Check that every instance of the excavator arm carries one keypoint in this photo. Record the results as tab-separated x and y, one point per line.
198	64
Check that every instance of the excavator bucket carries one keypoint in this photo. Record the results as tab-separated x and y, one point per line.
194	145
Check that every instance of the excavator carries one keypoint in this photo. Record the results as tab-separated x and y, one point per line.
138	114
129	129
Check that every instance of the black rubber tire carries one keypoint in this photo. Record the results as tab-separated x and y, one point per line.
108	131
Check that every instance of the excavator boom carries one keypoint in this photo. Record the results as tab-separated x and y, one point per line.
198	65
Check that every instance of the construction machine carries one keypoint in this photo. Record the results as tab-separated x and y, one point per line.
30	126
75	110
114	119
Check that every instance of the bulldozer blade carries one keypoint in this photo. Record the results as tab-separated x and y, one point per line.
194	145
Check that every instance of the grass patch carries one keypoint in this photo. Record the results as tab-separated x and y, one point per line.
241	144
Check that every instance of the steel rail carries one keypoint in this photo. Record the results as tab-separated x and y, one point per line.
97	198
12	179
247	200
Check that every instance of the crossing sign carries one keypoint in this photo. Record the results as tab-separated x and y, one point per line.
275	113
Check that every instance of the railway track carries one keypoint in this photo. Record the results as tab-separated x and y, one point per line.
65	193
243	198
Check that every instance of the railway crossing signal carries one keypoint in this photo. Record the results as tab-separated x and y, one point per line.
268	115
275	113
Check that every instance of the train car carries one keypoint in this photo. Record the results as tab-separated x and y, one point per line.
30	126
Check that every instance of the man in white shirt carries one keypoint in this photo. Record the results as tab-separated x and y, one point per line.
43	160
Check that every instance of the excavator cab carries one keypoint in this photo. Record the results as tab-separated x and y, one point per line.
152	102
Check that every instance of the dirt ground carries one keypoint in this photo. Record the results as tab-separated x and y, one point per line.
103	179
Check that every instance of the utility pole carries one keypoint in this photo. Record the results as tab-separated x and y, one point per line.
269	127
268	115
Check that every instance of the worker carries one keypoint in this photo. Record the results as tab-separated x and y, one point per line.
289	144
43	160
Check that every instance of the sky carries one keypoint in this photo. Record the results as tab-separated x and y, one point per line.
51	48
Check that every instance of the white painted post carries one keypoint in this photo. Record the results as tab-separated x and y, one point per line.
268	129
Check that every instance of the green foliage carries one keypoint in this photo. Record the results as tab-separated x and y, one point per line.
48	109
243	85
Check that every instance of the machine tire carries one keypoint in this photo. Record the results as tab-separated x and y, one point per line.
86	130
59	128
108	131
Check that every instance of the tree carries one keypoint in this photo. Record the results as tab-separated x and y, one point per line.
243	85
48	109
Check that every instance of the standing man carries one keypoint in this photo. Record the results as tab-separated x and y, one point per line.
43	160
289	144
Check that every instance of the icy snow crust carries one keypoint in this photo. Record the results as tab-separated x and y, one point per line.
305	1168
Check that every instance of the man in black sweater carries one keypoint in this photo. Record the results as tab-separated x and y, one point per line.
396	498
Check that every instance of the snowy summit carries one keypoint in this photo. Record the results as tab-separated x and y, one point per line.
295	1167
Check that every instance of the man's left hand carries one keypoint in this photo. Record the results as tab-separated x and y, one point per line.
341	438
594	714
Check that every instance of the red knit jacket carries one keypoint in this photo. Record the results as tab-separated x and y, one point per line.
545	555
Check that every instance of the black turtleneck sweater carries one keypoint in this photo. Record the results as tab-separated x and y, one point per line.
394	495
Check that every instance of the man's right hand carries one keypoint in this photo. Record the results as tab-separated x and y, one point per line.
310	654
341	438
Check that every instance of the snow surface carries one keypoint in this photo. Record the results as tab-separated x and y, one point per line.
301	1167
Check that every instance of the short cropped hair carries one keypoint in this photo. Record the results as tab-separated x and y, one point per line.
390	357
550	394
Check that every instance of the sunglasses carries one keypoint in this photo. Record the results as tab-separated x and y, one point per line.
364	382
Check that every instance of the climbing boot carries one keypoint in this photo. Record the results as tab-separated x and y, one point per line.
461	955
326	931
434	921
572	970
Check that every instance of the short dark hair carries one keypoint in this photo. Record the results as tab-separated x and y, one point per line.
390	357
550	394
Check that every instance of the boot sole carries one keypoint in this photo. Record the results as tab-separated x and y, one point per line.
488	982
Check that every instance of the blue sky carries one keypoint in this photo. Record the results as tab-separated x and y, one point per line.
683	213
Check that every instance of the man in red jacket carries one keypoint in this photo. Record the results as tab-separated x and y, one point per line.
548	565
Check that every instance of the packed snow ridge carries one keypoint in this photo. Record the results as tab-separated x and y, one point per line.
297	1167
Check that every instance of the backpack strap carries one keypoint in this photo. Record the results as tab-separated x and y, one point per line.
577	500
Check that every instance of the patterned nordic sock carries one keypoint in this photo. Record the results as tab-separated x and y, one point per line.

# # # #

— Required task —
Each line from the one containing "Check that every instance of the short cropped" to the final line of the entries above must be returned exactly, and no other line may appear.

— Answer —
Check that every instance of the short cropped hair carries one keypoint in this photo. Record the results as tab-separated x and y, one point per line.
390	357
550	394
Check that every instance of the sunglasses carries one keypoint in this photo. Record the results as tab-separated x and y, one point per line.
364	382
Check that every instance of the climbing boot carries one keypoint in this photo. Record the results as tab-separated x and y, one point per line.
461	955
326	931
434	921
572	970
Check that every instance of the short dark hair carries one keypoint in this photo. Record the results as tab-separated x and y, one point per line.
390	357
550	394
Check that every instance of the boot sole carries one keypoint in this photo. Record the results as tab-separated x and y, one point per line.
488	982
Check that every instance of the blue sky carries one keypoint in this photo. Record the results as tab-separated x and y, one point per line.
683	213
Check that every instance of the man in red jacket carries one keypoint in this photo. Record the results as tab-separated x and y, one point per line.
548	565
Check that every instance of the packed snow ridge carries one keypoint in this photo. Record the results as tab-separated x and y, one point per line.
297	1167
Check that every instance of the backpack strap carries one keypoint in this photo. Record the results as tab-separated x and y, one point per line.
577	500
Check that every instance of the patterned nordic sock carries one keypoint in this photo. Record the results as tab-separated x and y, one point per line.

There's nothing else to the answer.